:: DOCUMENT TEXT ::

Re: [PATCH 02/13] gpu: nova-core: fsp: catch bogus queue pointer issues

From: Alistair Popple

Date: Tue Jun 16 2026 - 03:58:31 EST


On 2026-06-16 at 03:15 +1000, Gary Guo <gary@xxxxxxxxxxx> wrote...
> On Mon Jun 15, 2026 at 3:40 PM BST, Eliot Courtney wrote:
> > Currently, `poll_msgq` will report a message of size 4 if the queue
> > pointers are broken. It's easy to catch this if it occurs, so have
> > `poll_msgq` return an error in this case.
> >
> > Signed-off-by: Eliot Courtney <ecourtney@xxxxxxxxxx>
> > ---
> > drivers/gpu/nova-core/falcon/fsp.rs | 15 +++++++++------
> > 1 file changed, 9 insertions(+), 6 deletions(-)
> >
> > diff --git a/drivers/gpu/nova-core/falcon/fsp.rs b/drivers/gpu/nova-core/falcon/fsp.rs
> > index e7419a6e71e2..21eaa8e261ce 100644
> > --- a/drivers/gpu/nova-core/falcon/fsp.rs
> > +++ b/drivers/gpu/nova-core/falcon/fsp.rs
> > @@ -107,19 +107,22 @@ fn read_emem(&mut self, bar: Bar0<'_>, data: &mut [u8]) -> Result {
> > /// Poll FSP for incoming data.
> > ///
> > /// Returns the size of available data in bytes, or 0 if no data is available.
> > + /// Returns an error if the queue pointers are bogus (`tail < head`).
> > ///
> > /// The FSP message queue is not circular. Pointers are reset to 0 after each
> > /// message exchange, so `tail >= head` is always true when data is present.

:::
:: SUPPLIED INFORMATION ::

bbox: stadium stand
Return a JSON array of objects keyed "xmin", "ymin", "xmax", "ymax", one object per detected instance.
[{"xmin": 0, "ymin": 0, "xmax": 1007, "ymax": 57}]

:::

> [WHAT IS ASKED]
- a) Shorten the paragraph of the patch email that begins "Currently, `poll_msgq` will report" while keeping its main facts.
- b) Update everything in the patch email from "Date: Tue Jun" down to "insertions(+), 6 deletions(-)", changing "poll_msgq" to "poll_fsp_msgq".
Answer from the patch email by itself.

> [SOLUTION SET]
- a) Broken queue pointers currently make `poll_msgq` report a message of size 4. Since this is easy to catch, `poll_msgq` should return an error in that case.

- b)
Date: Tue Jun 16 2026 - 03:58:31 EST


On 2026-06-16 at 03:15 +1000, Gary Guo <gary@xxxxxxxxxxx> wrote...
> On Mon Jun 15, 2026 at 3:40 PM BST, Eliot Courtney wrote:
> > Currently, `poll_fsp_msgq` will report a message of size 4 if the queue
> > pointers are broken. It's easy to catch this if it occurs, so have
> > `poll_fsp_msgq` return an error in this case.
> >
> > Signed-off-by: Eliot Courtney <ecourtney@xxxxxxxxxx>
> > ---
> > drivers/gpu/nova-core/falcon/fsp.rs | 15 +++++++++------
> > 1 file changed, 9 insertions(+), 6 deletions(-)